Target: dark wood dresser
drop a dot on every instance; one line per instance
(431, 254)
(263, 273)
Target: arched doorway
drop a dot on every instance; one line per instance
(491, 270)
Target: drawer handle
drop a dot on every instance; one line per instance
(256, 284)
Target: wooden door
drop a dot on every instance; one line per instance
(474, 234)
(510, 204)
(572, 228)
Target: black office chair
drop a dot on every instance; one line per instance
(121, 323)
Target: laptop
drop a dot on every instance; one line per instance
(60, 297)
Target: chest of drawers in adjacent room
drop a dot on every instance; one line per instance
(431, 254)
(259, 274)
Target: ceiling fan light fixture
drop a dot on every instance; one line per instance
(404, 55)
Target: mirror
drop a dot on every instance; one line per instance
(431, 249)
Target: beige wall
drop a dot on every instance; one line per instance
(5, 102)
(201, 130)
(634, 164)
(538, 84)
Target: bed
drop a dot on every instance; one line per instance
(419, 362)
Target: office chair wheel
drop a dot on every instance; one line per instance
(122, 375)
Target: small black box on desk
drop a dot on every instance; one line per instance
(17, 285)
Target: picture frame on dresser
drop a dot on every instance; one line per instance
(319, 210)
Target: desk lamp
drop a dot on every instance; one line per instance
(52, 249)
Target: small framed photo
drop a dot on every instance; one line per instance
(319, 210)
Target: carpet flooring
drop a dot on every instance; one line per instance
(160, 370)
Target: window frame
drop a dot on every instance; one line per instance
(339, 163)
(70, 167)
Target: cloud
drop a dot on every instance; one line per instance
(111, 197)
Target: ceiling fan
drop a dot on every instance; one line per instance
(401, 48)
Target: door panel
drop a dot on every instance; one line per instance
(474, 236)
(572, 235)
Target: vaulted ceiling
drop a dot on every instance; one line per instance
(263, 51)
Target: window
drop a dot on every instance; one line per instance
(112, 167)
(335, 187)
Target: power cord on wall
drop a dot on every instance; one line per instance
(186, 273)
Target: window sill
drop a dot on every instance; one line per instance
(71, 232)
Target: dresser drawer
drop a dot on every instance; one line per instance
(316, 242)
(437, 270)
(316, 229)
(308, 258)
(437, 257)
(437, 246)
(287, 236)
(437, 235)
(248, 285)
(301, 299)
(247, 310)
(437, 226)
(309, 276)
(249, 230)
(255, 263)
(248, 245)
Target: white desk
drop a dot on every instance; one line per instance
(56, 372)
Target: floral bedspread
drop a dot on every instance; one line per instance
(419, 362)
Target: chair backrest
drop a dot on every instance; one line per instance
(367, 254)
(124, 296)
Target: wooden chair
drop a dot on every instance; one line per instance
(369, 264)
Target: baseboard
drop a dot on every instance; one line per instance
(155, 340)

-------

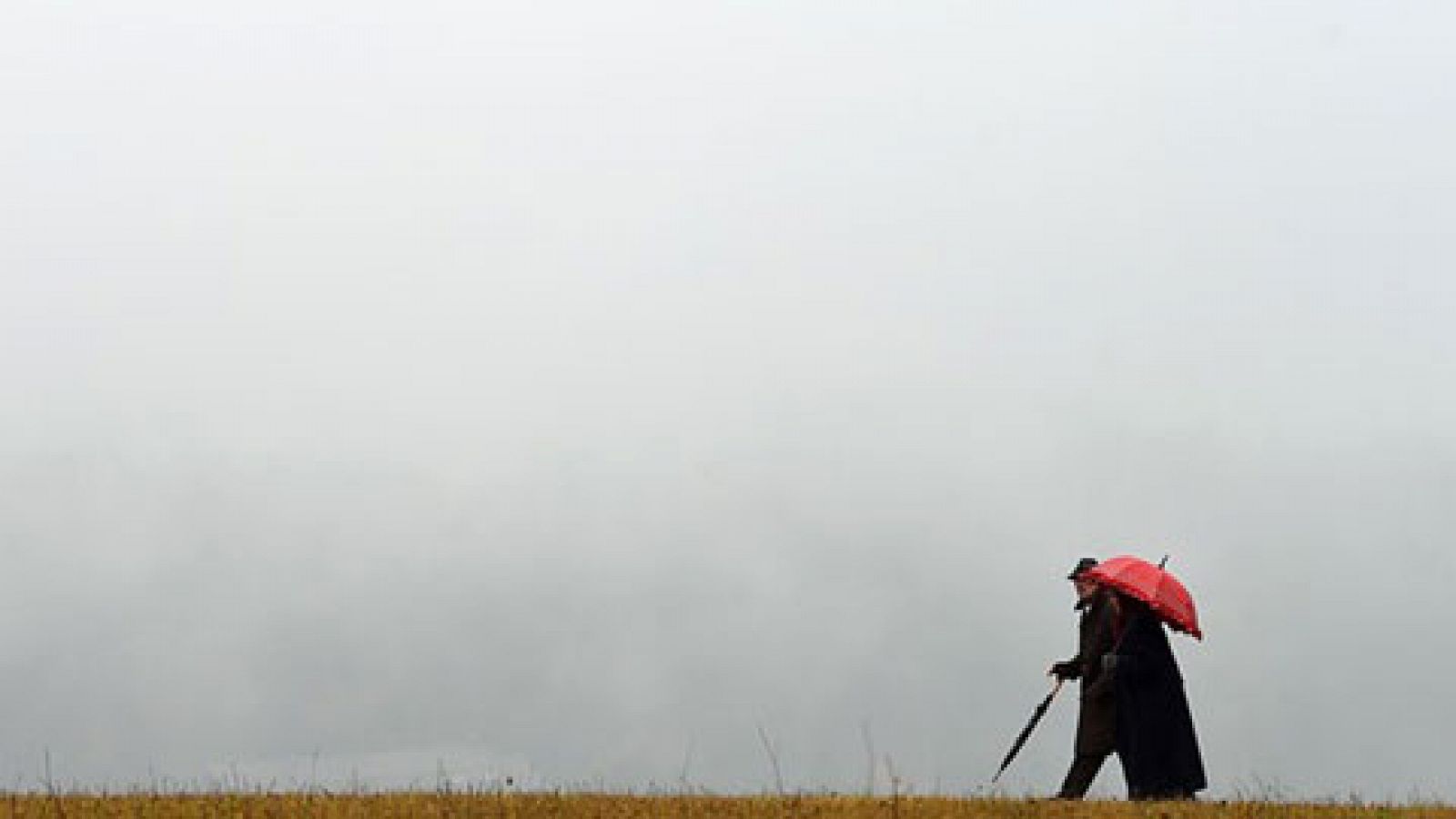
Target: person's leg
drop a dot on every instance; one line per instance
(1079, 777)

-------

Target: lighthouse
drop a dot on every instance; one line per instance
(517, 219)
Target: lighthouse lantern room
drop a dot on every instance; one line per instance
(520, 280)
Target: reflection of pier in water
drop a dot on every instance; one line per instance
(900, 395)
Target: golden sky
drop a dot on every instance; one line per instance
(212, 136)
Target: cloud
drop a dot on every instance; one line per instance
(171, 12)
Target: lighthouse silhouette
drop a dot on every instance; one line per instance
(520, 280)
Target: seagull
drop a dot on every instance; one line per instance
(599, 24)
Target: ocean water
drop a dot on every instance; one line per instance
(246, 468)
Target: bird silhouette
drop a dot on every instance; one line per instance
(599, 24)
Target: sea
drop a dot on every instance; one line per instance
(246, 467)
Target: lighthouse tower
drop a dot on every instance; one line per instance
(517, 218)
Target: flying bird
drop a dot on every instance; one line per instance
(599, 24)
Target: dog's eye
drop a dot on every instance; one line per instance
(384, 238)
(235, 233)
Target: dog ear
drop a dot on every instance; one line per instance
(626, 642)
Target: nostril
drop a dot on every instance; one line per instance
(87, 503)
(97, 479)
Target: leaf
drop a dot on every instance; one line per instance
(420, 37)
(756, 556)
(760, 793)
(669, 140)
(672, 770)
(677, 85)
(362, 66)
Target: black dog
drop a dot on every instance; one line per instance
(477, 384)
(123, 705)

-------

How to complete this task:
Take exactly the lines from the one containing "Target: dark wood dresser" through the one containing "Target: ceiling fan light fixture" in the data above, and output them with nothing added.

Answer to this task:
Target: dark wood dresser
drop a dot on every instance; one line per instance
(431, 254)
(263, 273)
Target: arched doorway
drop a dot on every instance; one line per instance
(491, 270)
Target: drawer handle
drop a dot on every instance; one line per instance
(256, 284)
Target: wooden door
drop a dot on every instance; one line per instance
(474, 234)
(510, 204)
(572, 228)
Target: black office chair
drop a dot on every instance; one line per instance
(121, 323)
Target: laptop
drop a dot on every instance; one line per instance
(60, 297)
Target: chest of drawers in adjacent room
drop a dot on every instance; one line per instance
(431, 254)
(259, 274)
Target: ceiling fan light fixture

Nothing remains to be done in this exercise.